* _WRITTEN INSTRUCTION A_:
Name every person mentioned in the article below, including its author.

* _TEXT_:
#####

BishopAccountability.org
Finn Takes a Deal While Donohue Defends the Indefensible

By Frank Cocozzelli
Talk to Action
November 26, 2011

http://www.talk2action.org/story/2011/11/26/20203/270

Robert Finn, the militant Opus Dei bishop and head of the Diocese of Kansas City-St. Joseph, Missouri who was recently indicted by a Jackson County Grand Jury on misdemeanor charges of failing to report child abuse has cut a deal with prosecutors in nearby Clay County in order to avoid similar charges.

Nevertheless, ubiquitous Catholic Rightist leader, Bill Donohue, is defending the bishop and his indefensible behavior.

As I reported here and here, Bishop Finn, previously best known for his Opus Dei vision of the Church and society, had constructive knowledge of improper touching of young girls and possession of child pornography by Father Shawn Ratigan (who has since been charged with the latter crime).

Under Missouri law, failure to report such crimes is also a crime. A Jackson County Grand Jury took the unprecedented step of indicting both the bishop and the diocese on misdemeanor charges of failing to report child abuse. After being questioned by a Clay County grand jury on the same issue, a second indictment was a strong possibility.

Now, in order to head off that possibility, Finn has an agreement with the county Prosecutor Daniel L. White. The Kansas City Star reports that the diocese has accepted five-years of oversight in its dealing with possible incidents of priestly pedophilia:

His [Finn's] agreement with Clay County requires him to meet face-to-face with White or his successor each month for the next five years to discuss any allegations of child sex abuse levied against clergy or diocesan staff within the diocese's Clay County facilities. Finn also is to describe what steps the diocese has taken to address the allegations. White would then decide whether to encourage police to investigate any allegations.

#####

* _Dataset records about object locations_:
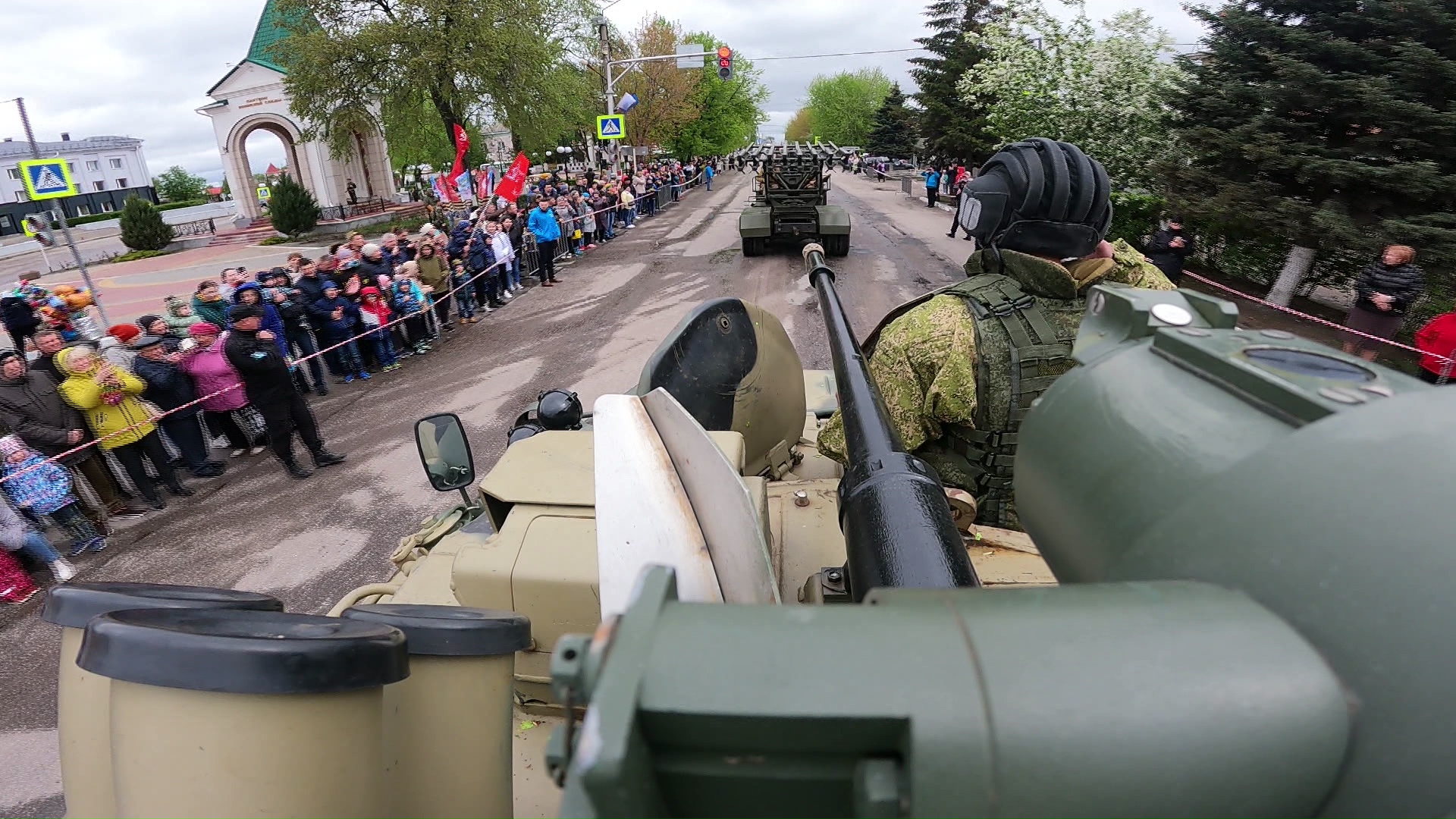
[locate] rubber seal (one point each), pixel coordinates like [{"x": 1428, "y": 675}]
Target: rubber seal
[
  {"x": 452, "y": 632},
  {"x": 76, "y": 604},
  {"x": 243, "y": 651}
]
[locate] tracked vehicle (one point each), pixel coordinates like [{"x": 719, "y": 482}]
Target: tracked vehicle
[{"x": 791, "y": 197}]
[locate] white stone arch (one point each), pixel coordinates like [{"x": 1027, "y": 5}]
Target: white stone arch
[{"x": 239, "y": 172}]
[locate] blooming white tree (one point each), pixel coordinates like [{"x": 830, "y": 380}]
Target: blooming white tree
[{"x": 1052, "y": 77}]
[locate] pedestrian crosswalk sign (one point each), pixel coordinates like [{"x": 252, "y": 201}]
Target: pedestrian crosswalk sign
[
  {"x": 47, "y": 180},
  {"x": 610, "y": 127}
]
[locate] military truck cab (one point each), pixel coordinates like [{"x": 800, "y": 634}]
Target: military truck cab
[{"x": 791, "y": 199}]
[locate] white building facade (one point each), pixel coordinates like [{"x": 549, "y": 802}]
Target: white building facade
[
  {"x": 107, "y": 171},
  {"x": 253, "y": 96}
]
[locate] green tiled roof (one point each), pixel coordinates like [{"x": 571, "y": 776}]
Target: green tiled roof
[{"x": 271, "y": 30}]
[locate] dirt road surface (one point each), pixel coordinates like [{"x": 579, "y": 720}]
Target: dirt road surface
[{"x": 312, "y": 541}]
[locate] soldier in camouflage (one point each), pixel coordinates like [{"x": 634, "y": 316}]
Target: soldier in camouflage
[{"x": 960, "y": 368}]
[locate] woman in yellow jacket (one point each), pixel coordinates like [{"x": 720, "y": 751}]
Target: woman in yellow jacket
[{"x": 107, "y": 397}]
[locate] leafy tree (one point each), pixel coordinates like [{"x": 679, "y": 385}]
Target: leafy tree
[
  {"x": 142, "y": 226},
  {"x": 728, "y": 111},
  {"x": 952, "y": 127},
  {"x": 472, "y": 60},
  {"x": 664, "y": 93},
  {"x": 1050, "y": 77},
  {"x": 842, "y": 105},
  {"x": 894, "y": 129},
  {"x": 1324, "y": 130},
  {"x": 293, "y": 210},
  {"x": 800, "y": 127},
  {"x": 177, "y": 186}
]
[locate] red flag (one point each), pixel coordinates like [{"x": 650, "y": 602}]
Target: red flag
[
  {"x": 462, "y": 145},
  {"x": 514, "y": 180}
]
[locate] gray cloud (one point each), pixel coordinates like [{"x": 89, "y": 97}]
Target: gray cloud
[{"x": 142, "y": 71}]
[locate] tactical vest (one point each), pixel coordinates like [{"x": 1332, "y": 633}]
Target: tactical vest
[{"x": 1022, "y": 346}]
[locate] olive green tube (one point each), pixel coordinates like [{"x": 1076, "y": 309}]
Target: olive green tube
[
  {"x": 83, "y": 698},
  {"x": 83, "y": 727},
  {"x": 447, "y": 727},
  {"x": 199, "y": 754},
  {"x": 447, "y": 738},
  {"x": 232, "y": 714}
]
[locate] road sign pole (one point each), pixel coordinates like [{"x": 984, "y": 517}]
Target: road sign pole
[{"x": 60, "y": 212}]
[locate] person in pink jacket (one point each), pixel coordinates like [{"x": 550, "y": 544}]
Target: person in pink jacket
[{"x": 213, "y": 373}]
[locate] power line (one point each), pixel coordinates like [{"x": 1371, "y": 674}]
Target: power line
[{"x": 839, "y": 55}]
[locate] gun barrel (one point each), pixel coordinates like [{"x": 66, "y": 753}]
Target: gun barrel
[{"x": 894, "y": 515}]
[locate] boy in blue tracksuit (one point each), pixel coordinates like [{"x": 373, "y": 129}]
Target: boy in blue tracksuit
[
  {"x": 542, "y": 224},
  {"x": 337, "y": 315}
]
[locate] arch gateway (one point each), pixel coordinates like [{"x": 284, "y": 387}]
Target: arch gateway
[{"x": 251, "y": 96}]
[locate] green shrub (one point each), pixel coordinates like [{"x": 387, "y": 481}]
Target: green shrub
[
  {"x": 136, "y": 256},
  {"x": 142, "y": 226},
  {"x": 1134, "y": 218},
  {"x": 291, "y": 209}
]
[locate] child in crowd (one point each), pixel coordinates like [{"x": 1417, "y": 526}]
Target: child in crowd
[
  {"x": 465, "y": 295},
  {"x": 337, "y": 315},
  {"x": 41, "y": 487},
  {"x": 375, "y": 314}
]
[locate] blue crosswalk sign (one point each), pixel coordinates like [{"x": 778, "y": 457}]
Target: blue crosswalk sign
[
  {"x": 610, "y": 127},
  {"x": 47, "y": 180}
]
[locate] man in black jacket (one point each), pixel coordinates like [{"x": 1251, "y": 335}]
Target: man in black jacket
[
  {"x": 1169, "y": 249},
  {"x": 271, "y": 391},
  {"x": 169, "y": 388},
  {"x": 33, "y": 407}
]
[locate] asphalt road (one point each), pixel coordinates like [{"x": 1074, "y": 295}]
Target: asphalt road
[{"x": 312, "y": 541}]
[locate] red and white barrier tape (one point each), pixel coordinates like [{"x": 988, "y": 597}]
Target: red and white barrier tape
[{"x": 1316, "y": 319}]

#####

* _WRITTEN INSTRUCTION B_:
Please locate each line in the rows above that contains the string "tape" and copy it out, treating case as significant.

* _WRITTEN ANSWER A_:
Frank Cocozzelli
Robert Finn
Bill Donohue
Shawn Ratigan
Daniel L. White

* _WRITTEN ANSWER B_:
[locate] red and white barrier tape (one point each), pixel coordinates like [{"x": 988, "y": 597}]
Target: red and white barrier tape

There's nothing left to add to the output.